▸ TUGAS 1: Ringkaslah paragraf yang diawali "Lebih dari tiga puluh tahun" dalam artikel tentang Made Taro menjadi daftar poin yang memuat fakta-fakta utamanya.
▸ TUGAS 2: Salin tanpa perubahan seluruh bagian artikel tentang Made Taro, mulai dari "Penulis : Ni" terus ke bawah sampai "bertutur atau mendongeng.".
▸ TUGAS 3: Tuliskan bagian berikutnya dari artikel tentang Made Taro, dimulai setelah kalimat terakhir yang tercantum.

▸ KUTIPAN TEKS:
Penulis : Ni Wayan Idayati
Ibarat
sebuah cerita, hidup seseorang kerap kali tak terduga alurnya, semua serba
penuh kejutan. Apa yang dulu dicita-citakan seringkali berbeda akhirnya dengan
apa yang ditempuh kini. Siapa sangka, arkeolog dan sempat menjadi guru di SMA
Negeri 2 Denpasar ini justru bisa berkeliling dunia serta meraih aneka
penghargaan berkat keahliannya bertutur atau mendongeng.
Dijumpai
di kediamannya, di daerah Suwung Kangin, Denpasar, Made Taro yang usianya telah
sepuh benar, 82 tahun, masih tetap bersemangat dan pikiran-pikiran kreatifnya
tak henti mengalir. Dengan antusias ia menunjukkan foto-foto lawatannya ke
manca negera untuk mendongeng dan memberikan workshop storytelling untuk orang dewasa dan anak-anak. Di sana nampak pula
kenangan kehangatannya dengan sosok Pak Raden, tokoh pendongeng yang ngetop di
televisi pada era 90-an.
Kecintaan
lelaki kelahiran desa Sengkidu, Karangasem, tahun 1939 ini terhadap dongeng telah tumbuh sedini
kanak. Dongeng telah menjadi kisahan sehari-hari menjelang tidur yang ia
peroleh dari sang ayah dan hingga kini masih lekat membekas dalam dirinya.
Lebih
dari tiga puluh tahun sudah Made Taro mengabdikan hidupnya untuk mendongeng,
meneruskan cerita-cerita rakyat, gending rare (lagu anak-anak) dan permainan
tradisional kepada generasi-generasi muda kini. Atas dedikasinya yang tiada
henti itu pula ia memperoleh Lifetime Achievement Award Ubud Writers and
Readers Festival atau UWRF 2019.
Made
Taro berujar, kehidupan masa kanaknya di Sengkidu dahulu sangat jauh berbeda
dengan kebiasaan anak-anak masa kini. Bila dulu ia kerap menghabiskan waktunya
dengan bermain pindekan (baling-baling), gundu dan cingklak yang dibuat
sendiri, anak-anak zaman sekarang telah lebih mudah; mereka bermain melalui
gadget dan aplikasi-aplikasi game yang telah banyak tersedia. Tak ketinggalan
juga dongeng-dongeng rakyat dan cerita anak lainnya dapat ditemukan melalui
penyedia aplikasi online.

▸ ENTRI DATA:
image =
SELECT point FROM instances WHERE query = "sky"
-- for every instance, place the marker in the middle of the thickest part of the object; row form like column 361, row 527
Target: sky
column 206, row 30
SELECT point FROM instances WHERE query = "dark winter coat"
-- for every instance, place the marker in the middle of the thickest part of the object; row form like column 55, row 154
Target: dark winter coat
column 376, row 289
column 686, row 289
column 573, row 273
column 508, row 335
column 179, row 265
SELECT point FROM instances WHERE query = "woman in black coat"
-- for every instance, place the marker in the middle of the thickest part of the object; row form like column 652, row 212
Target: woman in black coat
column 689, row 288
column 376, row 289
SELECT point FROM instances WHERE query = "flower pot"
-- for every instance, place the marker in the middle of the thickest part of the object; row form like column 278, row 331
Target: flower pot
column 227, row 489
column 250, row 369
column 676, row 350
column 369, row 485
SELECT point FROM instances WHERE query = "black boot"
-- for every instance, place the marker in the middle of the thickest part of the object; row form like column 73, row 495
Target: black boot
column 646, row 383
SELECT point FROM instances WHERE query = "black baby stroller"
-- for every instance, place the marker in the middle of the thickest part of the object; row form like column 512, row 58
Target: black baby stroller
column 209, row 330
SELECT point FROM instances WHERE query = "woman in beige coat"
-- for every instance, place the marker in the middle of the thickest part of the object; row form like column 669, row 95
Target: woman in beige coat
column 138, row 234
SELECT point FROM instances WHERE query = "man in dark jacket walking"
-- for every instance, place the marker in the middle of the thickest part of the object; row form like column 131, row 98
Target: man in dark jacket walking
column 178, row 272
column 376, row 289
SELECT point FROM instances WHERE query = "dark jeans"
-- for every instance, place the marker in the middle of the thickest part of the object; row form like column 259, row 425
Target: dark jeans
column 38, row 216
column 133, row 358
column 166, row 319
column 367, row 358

▸ HASIL AKHIR 1:
- Made Taro telah mengabdikan hidupnya untuk mendongeng selama lebih dari tiga puluh tahun.
- Ia meneruskan cerita rakyat, gending rare (lagu anak-anak), dan permainan tradisional kepada generasi muda.
- Berkat dedikasinya, ia memperoleh Lifetime Achievement Award Ubud Writers and Readers Festival (UWRF) 2019.

▸ HASIL AKHIR 2:
Penulis : Ni Wayan Idayati
Ibarat
sebuah cerita, hidup seseorang kerap kali tak terduga alurnya, semua serba
penuh kejutan. Apa yang dulu dicita-citakan seringkali berbeda akhirnya dengan
apa yang ditempuh kini. Siapa sangka, arkeolog dan sempat menjadi guru di SMA
Negeri 2 Denpasar ini justru bisa berkeliling dunia serta meraih aneka
penghargaan berkat keahliannya bertutur atau mendongeng.

▸ HASIL AKHIR 3:
Kecanggihan
teknologi visual, multimedia tak membuat Made Taro berkecil hati, ia bahkan
optimis bahwa dongeng, gending rare
dan permainan-permainan tradisional Bali akan terus ada, berkembang melalui
media yang lain. Ia mengungkapkan, sebagai orang kreatif, kita tak usah gusar
dengan percepatan globalisasi, justru kita harus mampu mendayagunakan teknologi
tersebut untuk mempertahankan nilai-nilai kultural kita. Made Taro juga menyebut
bahwa telah banyak mahasiswa pendidikan teknologi dan audiovisual yang
mendatanginya untuk mengembangkan aplikasi yang berangkat dari dongeng,
lagu-lagu anak dan permainan-permainan tradisional yang ia buat.
Kembali
ke tahun 1968, Made Taro mengenang bagaimana mulanya ia mendirikan Rumah
Dongeng, sebuah ruang yang dia dedikasikan untuk memberikan dongeng kepada
anak-anak di sekitar lingkungan tinggalnya, di asrama dinas SMA Negeri 2
Denpasar, Jl. Kartini, Denpasar. Rumah dongeng ini buka setiap malam Minggu, di
sanalah anak-anak yang merupakan penggemar setia dongengan Made Taro datang dan
berkumpul. Uniknya, sembari mendengarkan dongeng anak-anak juga diajak bermain
peran, ada yang seolah-olah menjadi penjaga loket karcis, penyobek tiket, dan
semua dilakukan bergilir. Yang pastinya, biaya tiket dan lain-lain itu hanya
ada dalam angan-angan.
Mengapa
ia memilih mendongeng?
“Saya
tertarik dengan teori filsuf Inggris, McClelland. Ia melakukan penelitian dan
menyimpulkan bahwa kalau kita tanamkan dongeng itu sekarang, hasilnya dipeting
25 tahun mendatang. Saya banyak menggubah dongeng Bali agar berisi kebutuhan
berprestasi (need for achievement) dan membuat anak percaya diri, “ tutur Made
Taro yang pernah enam bulan mengajar di Darwin, Australia.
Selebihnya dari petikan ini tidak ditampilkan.